Exercise description —
Copy out the data from its very beginning through the line containing "Trace the outline of every instance of the church", both included, reproducing every character unchanged.

Dataset extract —
◇ ◇ ◇ ◇ ◇

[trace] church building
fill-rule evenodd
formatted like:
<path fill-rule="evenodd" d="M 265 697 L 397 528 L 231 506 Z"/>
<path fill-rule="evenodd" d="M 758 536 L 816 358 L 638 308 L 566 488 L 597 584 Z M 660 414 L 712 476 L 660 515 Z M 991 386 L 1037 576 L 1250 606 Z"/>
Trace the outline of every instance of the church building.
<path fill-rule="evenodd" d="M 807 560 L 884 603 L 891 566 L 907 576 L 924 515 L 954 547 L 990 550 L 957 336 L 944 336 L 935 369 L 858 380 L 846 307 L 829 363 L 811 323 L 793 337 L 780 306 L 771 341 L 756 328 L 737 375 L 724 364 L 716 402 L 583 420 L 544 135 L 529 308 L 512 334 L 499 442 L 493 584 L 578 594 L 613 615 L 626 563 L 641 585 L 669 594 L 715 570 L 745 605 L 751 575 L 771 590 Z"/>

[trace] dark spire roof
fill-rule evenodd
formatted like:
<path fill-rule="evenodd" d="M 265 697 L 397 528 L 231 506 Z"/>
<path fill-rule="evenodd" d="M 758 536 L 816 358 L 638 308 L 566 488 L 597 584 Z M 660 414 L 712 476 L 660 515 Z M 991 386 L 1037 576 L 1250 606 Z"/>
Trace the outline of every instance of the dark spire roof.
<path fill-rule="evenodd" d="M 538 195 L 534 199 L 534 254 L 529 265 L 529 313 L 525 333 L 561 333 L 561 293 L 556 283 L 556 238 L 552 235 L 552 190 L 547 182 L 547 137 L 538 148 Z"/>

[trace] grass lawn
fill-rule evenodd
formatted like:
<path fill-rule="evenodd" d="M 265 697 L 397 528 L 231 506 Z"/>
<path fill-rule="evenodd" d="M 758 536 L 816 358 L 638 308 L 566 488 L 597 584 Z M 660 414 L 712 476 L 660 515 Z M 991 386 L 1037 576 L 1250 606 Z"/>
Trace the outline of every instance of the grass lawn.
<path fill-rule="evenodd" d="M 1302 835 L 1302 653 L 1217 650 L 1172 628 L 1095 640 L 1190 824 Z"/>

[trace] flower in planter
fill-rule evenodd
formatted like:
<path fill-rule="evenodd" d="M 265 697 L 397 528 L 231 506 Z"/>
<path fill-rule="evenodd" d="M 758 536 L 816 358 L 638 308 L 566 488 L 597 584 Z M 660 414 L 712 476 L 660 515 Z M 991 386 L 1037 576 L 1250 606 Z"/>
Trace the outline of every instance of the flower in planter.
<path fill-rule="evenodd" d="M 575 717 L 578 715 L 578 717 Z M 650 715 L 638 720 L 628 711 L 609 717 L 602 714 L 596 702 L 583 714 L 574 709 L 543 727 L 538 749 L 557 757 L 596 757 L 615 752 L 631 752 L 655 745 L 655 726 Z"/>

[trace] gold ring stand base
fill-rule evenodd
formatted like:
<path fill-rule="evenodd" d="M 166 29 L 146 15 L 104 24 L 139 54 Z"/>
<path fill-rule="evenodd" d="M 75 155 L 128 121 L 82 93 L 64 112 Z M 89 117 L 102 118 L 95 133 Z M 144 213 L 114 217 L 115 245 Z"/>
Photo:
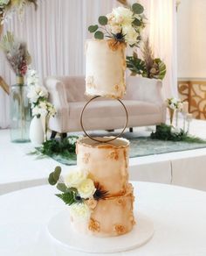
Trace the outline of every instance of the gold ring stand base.
<path fill-rule="evenodd" d="M 86 108 L 87 107 L 87 105 L 93 100 L 95 100 L 96 98 L 99 98 L 100 97 L 100 96 L 96 96 L 94 97 L 93 97 L 92 99 L 90 99 L 86 103 L 86 105 L 84 106 L 82 111 L 81 111 L 81 116 L 80 116 L 80 124 L 81 124 L 81 128 L 83 130 L 83 132 L 85 132 L 85 134 L 89 137 L 91 139 L 94 140 L 94 141 L 97 141 L 97 142 L 100 142 L 100 143 L 107 143 L 107 142 L 110 142 L 110 141 L 113 141 L 114 139 L 116 139 L 117 138 L 119 138 L 120 136 L 121 136 L 121 134 L 124 132 L 125 129 L 127 127 L 127 123 L 128 123 L 128 112 L 127 112 L 127 110 L 125 106 L 125 104 L 122 103 L 121 100 L 120 99 L 117 99 L 120 103 L 121 105 L 123 106 L 124 110 L 125 110 L 125 112 L 126 112 L 126 122 L 125 122 L 125 126 L 123 128 L 123 130 L 118 134 L 116 135 L 115 137 L 113 137 L 112 139 L 107 139 L 107 140 L 100 140 L 100 139 L 97 139 L 96 138 L 93 138 L 91 135 L 89 135 L 87 133 L 87 132 L 86 132 L 85 128 L 84 128 L 84 124 L 83 124 L 83 115 L 84 115 L 84 111 L 86 110 Z"/>

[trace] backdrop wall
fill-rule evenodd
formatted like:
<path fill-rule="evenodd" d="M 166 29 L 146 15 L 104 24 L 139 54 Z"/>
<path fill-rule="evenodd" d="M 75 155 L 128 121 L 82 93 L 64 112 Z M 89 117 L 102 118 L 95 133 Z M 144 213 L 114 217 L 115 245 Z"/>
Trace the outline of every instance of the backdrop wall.
<path fill-rule="evenodd" d="M 134 1 L 131 1 L 134 2 Z M 164 95 L 176 92 L 175 0 L 142 0 L 148 20 L 148 34 L 155 55 L 166 62 Z M 119 5 L 115 0 L 39 0 L 38 11 L 25 11 L 22 22 L 13 17 L 4 30 L 14 32 L 28 44 L 32 67 L 40 77 L 50 75 L 82 75 L 85 72 L 84 44 L 91 34 L 87 26 L 98 17 Z M 0 74 L 9 84 L 15 83 L 3 53 L 0 53 Z M 0 128 L 9 125 L 9 97 L 0 89 Z"/>
<path fill-rule="evenodd" d="M 206 78 L 206 1 L 182 0 L 177 12 L 178 78 Z"/>

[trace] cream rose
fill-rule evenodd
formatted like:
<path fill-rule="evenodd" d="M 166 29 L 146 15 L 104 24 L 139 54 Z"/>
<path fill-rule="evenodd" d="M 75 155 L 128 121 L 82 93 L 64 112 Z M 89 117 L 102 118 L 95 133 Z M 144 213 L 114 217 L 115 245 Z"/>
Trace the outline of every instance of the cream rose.
<path fill-rule="evenodd" d="M 134 18 L 133 16 L 133 11 L 128 8 L 118 7 L 113 10 L 112 14 L 114 17 L 115 22 L 117 24 L 124 25 L 131 25 Z"/>
<path fill-rule="evenodd" d="M 121 27 L 120 25 L 113 25 L 113 26 L 110 26 L 111 28 L 111 32 L 113 34 L 118 34 L 121 32 Z"/>
<path fill-rule="evenodd" d="M 6 5 L 8 4 L 10 2 L 10 0 L 0 0 L 0 5 Z"/>
<path fill-rule="evenodd" d="M 65 185 L 68 188 L 78 188 L 86 180 L 86 176 L 87 173 L 86 171 L 76 168 L 65 177 Z"/>
<path fill-rule="evenodd" d="M 91 215 L 91 210 L 86 203 L 74 203 L 70 207 L 70 215 L 74 219 L 89 219 Z"/>
<path fill-rule="evenodd" d="M 132 25 L 124 26 L 122 28 L 123 34 L 125 35 L 125 40 L 129 45 L 134 45 L 137 42 L 138 33 Z"/>
<path fill-rule="evenodd" d="M 79 186 L 78 186 L 78 192 L 82 198 L 90 198 L 93 196 L 96 188 L 93 184 L 93 181 L 91 179 L 84 180 Z"/>

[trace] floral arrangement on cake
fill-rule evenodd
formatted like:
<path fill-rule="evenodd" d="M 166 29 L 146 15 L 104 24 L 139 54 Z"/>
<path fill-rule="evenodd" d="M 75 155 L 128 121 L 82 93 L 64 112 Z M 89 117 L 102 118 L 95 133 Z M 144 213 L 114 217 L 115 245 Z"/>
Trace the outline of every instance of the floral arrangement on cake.
<path fill-rule="evenodd" d="M 49 93 L 47 89 L 39 85 L 37 71 L 31 68 L 28 69 L 26 81 L 29 86 L 27 97 L 31 104 L 32 116 L 36 116 L 38 118 L 41 116 L 54 117 L 57 111 L 54 106 L 48 102 Z"/>
<path fill-rule="evenodd" d="M 0 47 L 16 75 L 24 77 L 27 72 L 28 65 L 31 62 L 26 43 L 15 39 L 10 32 L 7 32 L 1 40 Z"/>
<path fill-rule="evenodd" d="M 136 52 L 133 56 L 127 56 L 127 67 L 130 69 L 131 75 L 140 75 L 143 77 L 163 80 L 166 75 L 166 65 L 159 58 L 154 57 L 152 46 L 148 39 L 143 44 L 143 60 L 138 57 Z"/>
<path fill-rule="evenodd" d="M 141 32 L 145 27 L 143 11 L 144 8 L 140 4 L 134 4 L 132 7 L 117 7 L 106 16 L 100 16 L 99 25 L 90 25 L 88 31 L 98 39 L 106 37 L 132 47 L 138 46 Z"/>
<path fill-rule="evenodd" d="M 33 4 L 38 8 L 38 0 L 0 0 L 0 24 L 3 24 L 14 11 L 24 13 L 25 5 Z"/>
<path fill-rule="evenodd" d="M 99 183 L 96 184 L 86 170 L 77 167 L 65 178 L 60 174 L 61 167 L 57 167 L 48 179 L 51 185 L 57 185 L 62 192 L 56 196 L 69 205 L 72 217 L 88 219 L 98 201 L 105 199 L 108 192 L 103 190 Z"/>

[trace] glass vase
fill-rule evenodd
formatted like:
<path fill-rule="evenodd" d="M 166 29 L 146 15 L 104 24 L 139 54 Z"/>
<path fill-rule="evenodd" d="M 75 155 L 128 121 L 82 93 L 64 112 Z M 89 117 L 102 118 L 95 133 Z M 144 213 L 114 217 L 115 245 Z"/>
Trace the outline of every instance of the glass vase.
<path fill-rule="evenodd" d="M 24 77 L 17 76 L 17 84 L 10 89 L 10 140 L 11 142 L 29 142 L 31 107 L 27 97 L 27 86 Z"/>

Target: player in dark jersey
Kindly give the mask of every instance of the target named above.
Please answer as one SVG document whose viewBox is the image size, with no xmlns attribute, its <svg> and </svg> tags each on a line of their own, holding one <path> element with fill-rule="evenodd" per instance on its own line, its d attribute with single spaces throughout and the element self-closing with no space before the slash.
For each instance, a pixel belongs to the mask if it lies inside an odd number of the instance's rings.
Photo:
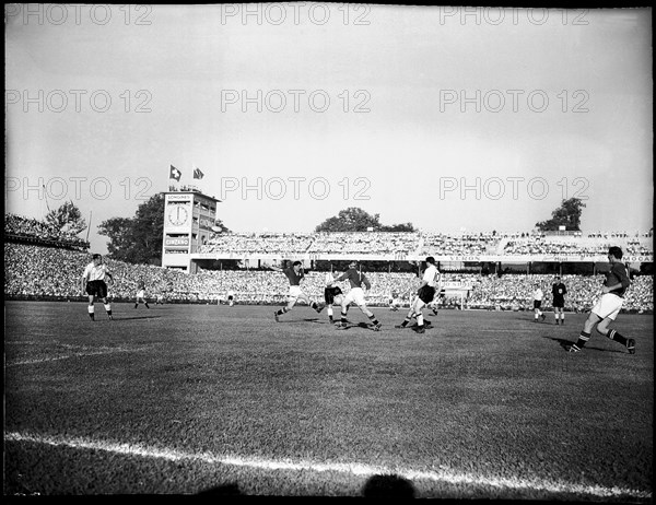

◇ ◇ ◇ ◇ ◇

Solved exercise —
[trace] church building
fill-rule evenodd
formatted like:
<path fill-rule="evenodd" d="M 265 697 L 397 528 L 231 506 Z"/>
<path fill-rule="evenodd" d="M 758 536 L 816 358 L 638 308 L 566 488 L 597 584 Z M 660 414 L 712 476 L 660 515 Z M 991 386 L 1037 576 L 1250 606 Z"/>
Trace the outline of every instance of the church building.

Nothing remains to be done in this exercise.